§ **TASK DIRECTIONS**: Please output every record below exactly as written, leaving out any pictures.

§ **SOURCE DATA**:
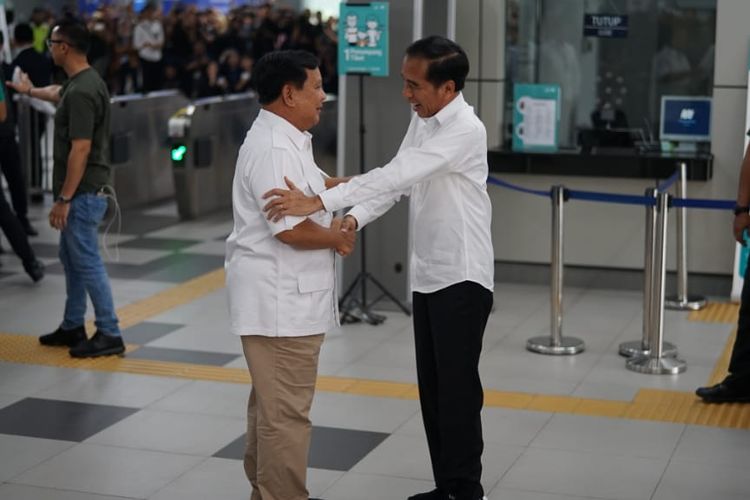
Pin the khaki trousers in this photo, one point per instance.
(283, 371)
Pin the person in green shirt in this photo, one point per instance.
(81, 180)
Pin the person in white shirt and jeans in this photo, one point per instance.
(442, 166)
(280, 274)
(148, 41)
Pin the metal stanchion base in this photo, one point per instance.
(656, 366)
(544, 345)
(636, 348)
(689, 303)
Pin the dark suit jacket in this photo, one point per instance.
(38, 66)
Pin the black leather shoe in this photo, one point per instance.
(35, 270)
(28, 228)
(723, 393)
(98, 345)
(435, 494)
(62, 337)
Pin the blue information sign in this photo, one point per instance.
(605, 25)
(536, 117)
(363, 38)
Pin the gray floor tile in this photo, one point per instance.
(22, 492)
(182, 356)
(341, 449)
(107, 470)
(148, 331)
(9, 399)
(356, 486)
(25, 380)
(701, 481)
(171, 432)
(214, 478)
(609, 435)
(511, 494)
(167, 244)
(714, 445)
(585, 474)
(137, 222)
(63, 420)
(207, 398)
(182, 267)
(46, 250)
(367, 413)
(118, 389)
(19, 453)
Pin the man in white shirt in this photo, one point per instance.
(442, 166)
(280, 275)
(148, 41)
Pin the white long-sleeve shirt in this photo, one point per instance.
(442, 166)
(274, 289)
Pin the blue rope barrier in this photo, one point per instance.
(703, 203)
(623, 199)
(537, 192)
(667, 183)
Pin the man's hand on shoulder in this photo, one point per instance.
(290, 202)
(345, 237)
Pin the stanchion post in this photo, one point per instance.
(683, 301)
(641, 347)
(555, 343)
(655, 363)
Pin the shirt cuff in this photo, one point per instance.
(332, 199)
(361, 214)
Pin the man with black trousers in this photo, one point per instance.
(442, 166)
(735, 388)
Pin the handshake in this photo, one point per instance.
(344, 232)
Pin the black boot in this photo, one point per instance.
(62, 337)
(35, 270)
(98, 345)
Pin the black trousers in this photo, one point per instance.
(448, 330)
(739, 364)
(10, 163)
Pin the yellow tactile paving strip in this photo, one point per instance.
(648, 404)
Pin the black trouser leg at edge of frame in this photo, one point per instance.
(739, 364)
(448, 329)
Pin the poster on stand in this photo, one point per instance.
(536, 117)
(363, 39)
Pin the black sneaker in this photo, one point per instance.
(35, 270)
(98, 345)
(62, 337)
(435, 494)
(723, 393)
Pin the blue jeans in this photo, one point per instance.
(84, 269)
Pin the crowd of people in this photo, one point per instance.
(199, 52)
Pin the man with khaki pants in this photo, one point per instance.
(280, 274)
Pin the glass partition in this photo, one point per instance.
(611, 83)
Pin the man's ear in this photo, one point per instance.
(287, 95)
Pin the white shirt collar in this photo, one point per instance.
(299, 138)
(448, 110)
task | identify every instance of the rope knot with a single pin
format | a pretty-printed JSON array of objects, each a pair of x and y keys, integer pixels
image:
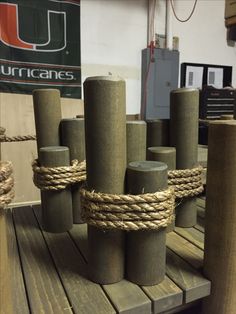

§ **RESPONSE AREA**:
Pin the khaki trousers in this photo, one point per instance.
(283, 371)
Pin the person in green shirt in this photo, one point per instance.
(81, 180)
Pin the person in white shirt and jeans in this photo, one point per instance.
(442, 166)
(280, 274)
(148, 41)
Pin the metal stanchion base in this photo, one point per instance.
(656, 366)
(544, 345)
(636, 348)
(689, 303)
Pin the dark suit jacket in this photo, one point per instance.
(38, 66)
Pin the black leather shoe in this photo, one point per instance.
(35, 270)
(28, 228)
(723, 393)
(98, 345)
(435, 494)
(62, 337)
Pin the blue information sign in this photo, one point per instance.
(605, 25)
(536, 117)
(363, 38)
Pin the gray floor tile in this photo, one point per instance.
(22, 492)
(182, 356)
(341, 449)
(107, 470)
(148, 331)
(9, 399)
(356, 486)
(25, 380)
(701, 481)
(171, 432)
(214, 478)
(609, 435)
(511, 494)
(167, 244)
(714, 445)
(585, 474)
(137, 222)
(63, 420)
(207, 398)
(182, 267)
(46, 250)
(367, 413)
(118, 389)
(19, 453)
Pin the man in white shirt in this photo, one point per instance.
(442, 166)
(280, 275)
(148, 41)
Pin the white long-sleeve shirt in this photo, one point per instance.
(442, 166)
(274, 289)
Pin the blue rope barrier in this photo, one point per instance.
(703, 203)
(623, 199)
(537, 192)
(667, 183)
Pin the man's hand on shoulder in this photo, one point per instance.
(290, 202)
(345, 237)
Pin the stanchion post in this photo, one point per instance.
(683, 301)
(641, 347)
(555, 343)
(655, 363)
Pin the shirt cuff in this photo, one point per instance.
(332, 199)
(361, 214)
Pin the man with black trousers in this photo, one point per instance.
(442, 166)
(735, 388)
Pin the handshake in this photo, one point per instance.
(344, 232)
Pin the black boot in this photo, one point per instance.
(62, 337)
(35, 270)
(98, 345)
Pin the black trousers in this photo, one point per instance.
(448, 330)
(739, 364)
(10, 163)
Pin the yellow tactile paving strip in this photo, one point per instance.
(648, 404)
Pin the black trouser leg at edge of frame in this photo, one point per instance.
(739, 364)
(448, 329)
Pin the poster on stand in this photo, one point per instance.
(536, 117)
(363, 39)
Pin the black sneaker in this photo, one point per instance.
(35, 270)
(98, 345)
(62, 337)
(435, 494)
(723, 393)
Pin the blue jeans in this photo, one point per instance.
(84, 269)
Pin the crowd of people in this photo, one point per instance.
(199, 52)
Pin the man with khaki pants in this photo, one point per instance.
(280, 274)
Pin the glass partition in this photo, one point per instance.
(611, 83)
Pin the man's ear in this photo, one point per instance.
(287, 95)
Pin the white shirt collar in this photo, one point per instance.
(299, 138)
(448, 110)
task | identify every instance of the rope knot with a single pin
format | a pretty-printed JSON array of objects, each a pair of x and y keys, integer pixels
image:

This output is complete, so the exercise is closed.